━━━━━ Dokument ━━━━━

Den Großteil seiner Plakate übertrug Josef Fenneker in die »Berliner Formate« V (70 x 95 cm) und VI (142 x 95 cm, aus zwei Druckbögen montiert), die sich damals gegenüber einer Vielzahl existierender Formate in Berlin durchgesetzt hatten – weniger aufgrund der zunächst erfolglosen Bemühungen des »Normenausschusses der deutschen Industrie« zur Vereinheitlichung der Plakatgrößen, sondern vielmehr aufgrund der »Berliner Anschlagwesen- und Reklame A.G.«, die de facto das Anschlagsmonopol für Berlin innehatte. Erst in den 1940er-Jahren wurde mit der Neuordnung der DIN-Normen auch überregional ein DIN-Format für Filmplakate verbindlich.
Häufig entwarf Fenneker pro Film mehrere Plakatversionen für die jeweils unterschiedlichen Zielgruppen: für das Kinotheater bzw. die Verleihfirma (»Der Richter von Zalamea«) oder für den Aushang in der Hauptstadt bzw. in der Provinz (»Die drei Portiermädel«, Hochformatfassung). Zwischen 1922 und 1924 ließ das Marmorhaus außerdem ein zweiteiliges Sonderformat (140 x 50 cm) herstellen, das jeweils einen ganzen Streifen auf den Litfaßsäulen belegte.

━━━━━

Aufgabe: Wiederhole bitte wortgetreu die Stelle aus dem Text über Fennekers Plakatformate von „Häufig entwarf Fenneker“ bis einschließlich „den Litfaßsäulen belegte.“.

━━━━━ Vorliegendes Material ━━━━━

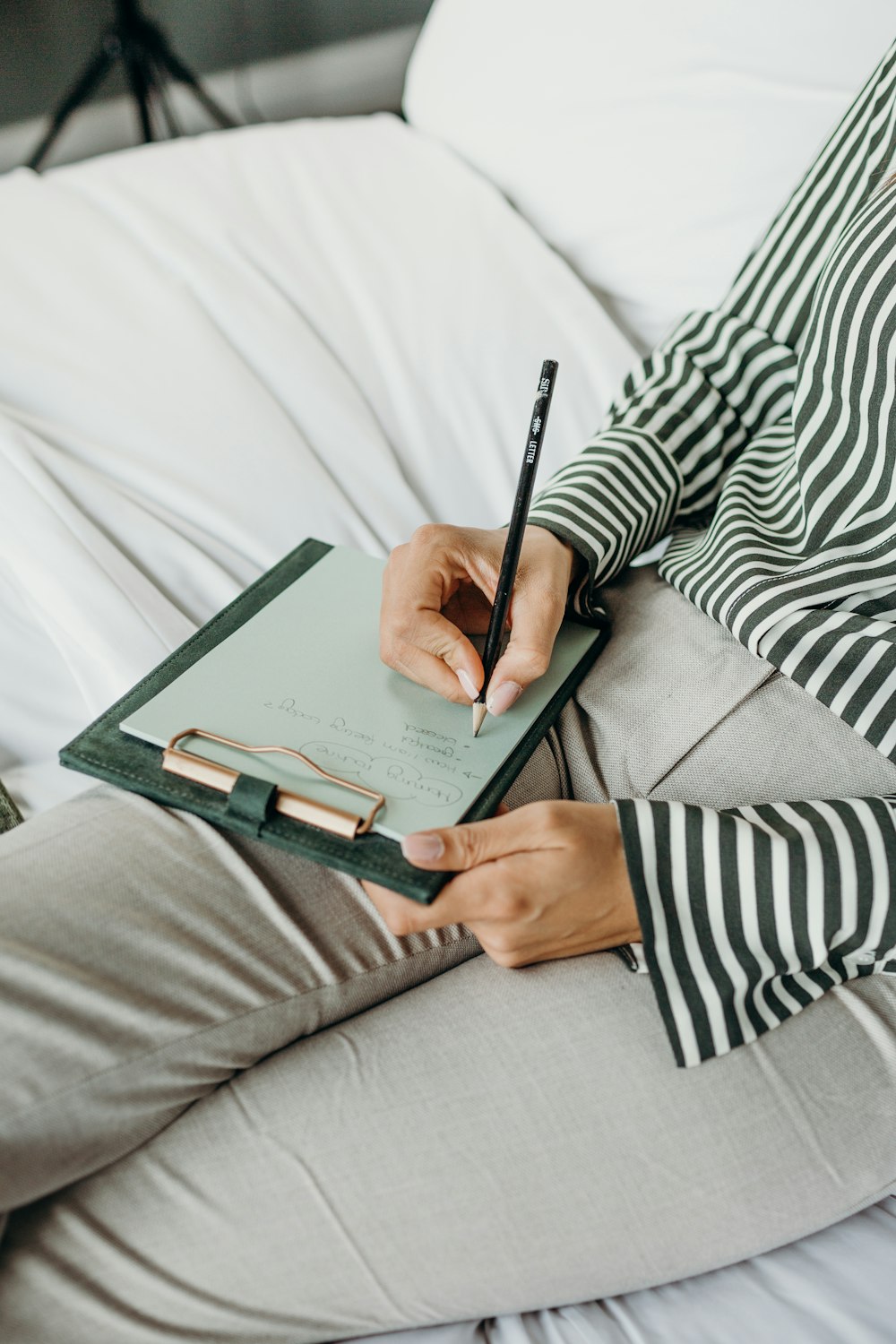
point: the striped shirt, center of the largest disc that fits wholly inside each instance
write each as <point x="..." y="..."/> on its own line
<point x="762" y="435"/>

━━━━━

Ergebnis:
Häufig entwarf Fenneker pro Film mehrere Plakatversionen für die jeweils unterschiedlichen Zielgruppen: für das Kinotheater bzw. die Verleihfirma (»Der Richter von Zalamea«) oder für den Aushang in der Hauptstadt bzw. in der Provinz (»Die drei Portiermädel«, Hochformatfassung). Zwischen 1922 und 1924 ließ das Marmorhaus außerdem ein zweiteiliges Sonderformat (140 x 50 cm) herstellen, das jeweils einen ganzen Streifen auf den Litfaßsäulen belegte.